* Exercise objective: Each record below is to be reproduced without any change.

/---

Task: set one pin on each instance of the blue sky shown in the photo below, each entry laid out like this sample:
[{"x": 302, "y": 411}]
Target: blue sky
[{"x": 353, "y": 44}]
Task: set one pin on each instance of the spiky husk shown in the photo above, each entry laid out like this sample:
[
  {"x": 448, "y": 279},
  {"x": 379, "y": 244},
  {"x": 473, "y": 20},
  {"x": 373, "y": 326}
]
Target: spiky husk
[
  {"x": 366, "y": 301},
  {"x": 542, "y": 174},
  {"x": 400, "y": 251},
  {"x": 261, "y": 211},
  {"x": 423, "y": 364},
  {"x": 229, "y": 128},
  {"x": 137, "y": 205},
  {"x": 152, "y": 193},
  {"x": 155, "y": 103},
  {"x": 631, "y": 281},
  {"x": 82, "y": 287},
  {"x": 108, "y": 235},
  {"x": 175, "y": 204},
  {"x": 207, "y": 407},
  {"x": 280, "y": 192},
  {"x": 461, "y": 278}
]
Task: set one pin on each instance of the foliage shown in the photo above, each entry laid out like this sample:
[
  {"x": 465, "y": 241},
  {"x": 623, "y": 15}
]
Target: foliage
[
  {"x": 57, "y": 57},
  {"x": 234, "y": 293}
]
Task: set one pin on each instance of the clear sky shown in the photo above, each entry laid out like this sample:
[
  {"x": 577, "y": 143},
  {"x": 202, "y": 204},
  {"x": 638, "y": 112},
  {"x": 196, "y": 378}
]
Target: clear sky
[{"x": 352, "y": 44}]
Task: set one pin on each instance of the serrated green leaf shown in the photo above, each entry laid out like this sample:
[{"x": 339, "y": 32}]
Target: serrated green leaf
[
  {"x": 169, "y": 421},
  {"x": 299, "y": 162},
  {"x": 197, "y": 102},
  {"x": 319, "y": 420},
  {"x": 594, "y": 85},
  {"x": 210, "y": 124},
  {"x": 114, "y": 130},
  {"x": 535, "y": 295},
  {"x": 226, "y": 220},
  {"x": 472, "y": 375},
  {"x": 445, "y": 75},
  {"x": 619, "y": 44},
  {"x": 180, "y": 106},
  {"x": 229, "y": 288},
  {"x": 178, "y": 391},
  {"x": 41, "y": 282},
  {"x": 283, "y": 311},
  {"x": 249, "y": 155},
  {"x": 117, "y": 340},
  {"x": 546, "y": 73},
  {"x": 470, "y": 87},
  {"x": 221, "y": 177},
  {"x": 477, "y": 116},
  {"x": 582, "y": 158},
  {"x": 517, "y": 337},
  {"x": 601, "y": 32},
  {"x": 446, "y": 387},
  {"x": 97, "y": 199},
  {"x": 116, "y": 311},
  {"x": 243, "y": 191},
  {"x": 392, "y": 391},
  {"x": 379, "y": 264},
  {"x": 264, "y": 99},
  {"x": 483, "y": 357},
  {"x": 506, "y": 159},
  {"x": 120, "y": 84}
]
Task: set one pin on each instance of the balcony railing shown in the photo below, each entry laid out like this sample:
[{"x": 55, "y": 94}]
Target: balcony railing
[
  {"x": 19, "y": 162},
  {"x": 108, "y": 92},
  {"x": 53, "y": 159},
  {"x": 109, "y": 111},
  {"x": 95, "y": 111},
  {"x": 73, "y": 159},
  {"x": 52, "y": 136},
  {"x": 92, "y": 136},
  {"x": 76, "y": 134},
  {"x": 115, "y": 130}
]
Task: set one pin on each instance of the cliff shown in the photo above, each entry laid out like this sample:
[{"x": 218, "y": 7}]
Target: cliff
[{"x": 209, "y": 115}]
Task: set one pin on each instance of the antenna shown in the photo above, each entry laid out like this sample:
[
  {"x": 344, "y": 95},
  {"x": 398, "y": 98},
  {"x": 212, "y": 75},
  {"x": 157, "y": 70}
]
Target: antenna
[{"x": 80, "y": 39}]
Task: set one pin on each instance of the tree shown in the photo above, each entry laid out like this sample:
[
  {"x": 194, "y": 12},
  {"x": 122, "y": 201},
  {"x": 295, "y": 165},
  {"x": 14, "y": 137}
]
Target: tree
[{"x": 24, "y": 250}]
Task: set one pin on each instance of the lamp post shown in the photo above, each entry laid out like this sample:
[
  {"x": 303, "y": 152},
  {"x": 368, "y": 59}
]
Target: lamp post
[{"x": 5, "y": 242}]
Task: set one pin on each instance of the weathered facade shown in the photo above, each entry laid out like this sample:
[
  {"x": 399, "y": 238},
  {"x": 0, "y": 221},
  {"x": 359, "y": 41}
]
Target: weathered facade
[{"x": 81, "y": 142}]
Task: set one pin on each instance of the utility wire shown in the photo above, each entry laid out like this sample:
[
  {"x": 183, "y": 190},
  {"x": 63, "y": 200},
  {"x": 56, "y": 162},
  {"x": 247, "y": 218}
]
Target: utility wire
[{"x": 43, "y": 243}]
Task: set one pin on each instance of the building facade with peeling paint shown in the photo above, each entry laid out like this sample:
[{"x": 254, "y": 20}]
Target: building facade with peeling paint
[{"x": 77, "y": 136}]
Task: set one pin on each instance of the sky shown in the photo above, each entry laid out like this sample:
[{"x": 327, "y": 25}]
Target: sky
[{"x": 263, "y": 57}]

\---

* Reply to the task:
Task: set one pin on each instance of the blue sky shown in the photo below, each entry laid out like this sample:
[{"x": 302, "y": 411}]
Target: blue sky
[{"x": 353, "y": 44}]
Task: set one pin on each instance of the spiky husk shown in the photo above, each entry laid out like this sample:
[
  {"x": 448, "y": 279},
  {"x": 379, "y": 244},
  {"x": 473, "y": 20},
  {"x": 373, "y": 326}
]
Target: spiky husk
[
  {"x": 366, "y": 301},
  {"x": 542, "y": 174},
  {"x": 400, "y": 251},
  {"x": 261, "y": 211},
  {"x": 423, "y": 364},
  {"x": 229, "y": 128},
  {"x": 137, "y": 205},
  {"x": 152, "y": 193},
  {"x": 155, "y": 103},
  {"x": 631, "y": 281},
  {"x": 82, "y": 287},
  {"x": 108, "y": 235},
  {"x": 175, "y": 204},
  {"x": 207, "y": 407},
  {"x": 280, "y": 192},
  {"x": 461, "y": 278}
]
Task: set one pin on each instance of the foliage shown in the photo above, each entry laid out like this sample:
[
  {"x": 465, "y": 241},
  {"x": 623, "y": 15}
]
Target: foliage
[
  {"x": 57, "y": 57},
  {"x": 234, "y": 293}
]
Task: set one pin on each instance of the clear sky shown in the photo above, each entry laid out like this sample:
[
  {"x": 577, "y": 143},
  {"x": 202, "y": 204},
  {"x": 638, "y": 112},
  {"x": 196, "y": 378}
]
Target: clear sky
[{"x": 352, "y": 44}]
Task: set one pin on each instance of the serrated green leaf shown in the photo above, each entry laid out like this sample:
[{"x": 339, "y": 32}]
Target: serrated green leaf
[
  {"x": 169, "y": 421},
  {"x": 299, "y": 162},
  {"x": 197, "y": 102},
  {"x": 319, "y": 420},
  {"x": 594, "y": 85},
  {"x": 210, "y": 124},
  {"x": 114, "y": 130},
  {"x": 535, "y": 295},
  {"x": 226, "y": 220},
  {"x": 472, "y": 375},
  {"x": 445, "y": 75},
  {"x": 619, "y": 44},
  {"x": 180, "y": 106},
  {"x": 229, "y": 288},
  {"x": 178, "y": 391},
  {"x": 41, "y": 282},
  {"x": 283, "y": 311},
  {"x": 249, "y": 155},
  {"x": 117, "y": 340},
  {"x": 546, "y": 73},
  {"x": 470, "y": 87},
  {"x": 221, "y": 177},
  {"x": 477, "y": 116},
  {"x": 582, "y": 158},
  {"x": 517, "y": 337},
  {"x": 601, "y": 32},
  {"x": 446, "y": 387},
  {"x": 97, "y": 199},
  {"x": 116, "y": 311},
  {"x": 243, "y": 191},
  {"x": 392, "y": 391},
  {"x": 379, "y": 264},
  {"x": 264, "y": 99},
  {"x": 483, "y": 357},
  {"x": 506, "y": 159},
  {"x": 120, "y": 84}
]
Task: set one pin on each instance of the balcony railing shown in the photo below, each entry laid out like this sample:
[{"x": 55, "y": 94}]
Target: balcony railing
[
  {"x": 19, "y": 162},
  {"x": 108, "y": 92},
  {"x": 53, "y": 159},
  {"x": 109, "y": 111},
  {"x": 95, "y": 111},
  {"x": 73, "y": 159},
  {"x": 52, "y": 136},
  {"x": 92, "y": 136},
  {"x": 76, "y": 134},
  {"x": 115, "y": 130}
]
Task: set one pin on each instance of the cliff shown in the photo above, each entry laid out like this sample:
[{"x": 218, "y": 7}]
Target: cliff
[{"x": 209, "y": 115}]
Task: set one pin on each instance of the antenna shown in the photo above, each entry laid out like this sample:
[
  {"x": 344, "y": 95},
  {"x": 398, "y": 98},
  {"x": 212, "y": 75},
  {"x": 157, "y": 70}
]
Target: antenna
[{"x": 80, "y": 39}]
Task: set one pin on each instance of the tree shown in the photo above, each entry laid out like this sample:
[
  {"x": 194, "y": 12},
  {"x": 122, "y": 201},
  {"x": 295, "y": 165},
  {"x": 14, "y": 137}
]
Target: tree
[{"x": 24, "y": 250}]
Task: set one pin on each instance of the lamp post shown in the photo above, each entry laid out like this sample:
[
  {"x": 303, "y": 152},
  {"x": 368, "y": 59}
]
Target: lamp post
[{"x": 5, "y": 242}]
Task: set one pin on each instance of the weathered facade shown in the photo above, each entry laid out like this sample:
[
  {"x": 399, "y": 238},
  {"x": 0, "y": 221},
  {"x": 359, "y": 41}
]
Target: weathered facade
[{"x": 81, "y": 142}]
Task: set one pin on each instance of the utility wire shown in the photo above, each entry laid out like this sample:
[
  {"x": 183, "y": 190},
  {"x": 63, "y": 200},
  {"x": 56, "y": 162},
  {"x": 247, "y": 218}
]
Target: utility wire
[{"x": 43, "y": 243}]
Task: set one pin on each instance of the building facade with peeling paint shown in the photo above, each entry laid out like this sample:
[{"x": 254, "y": 20}]
Target: building facade with peeling paint
[{"x": 77, "y": 136}]
Task: set one pin on each instance of the sky shown in the photo above, each entry laid out like this sample:
[{"x": 327, "y": 25}]
Target: sky
[{"x": 263, "y": 57}]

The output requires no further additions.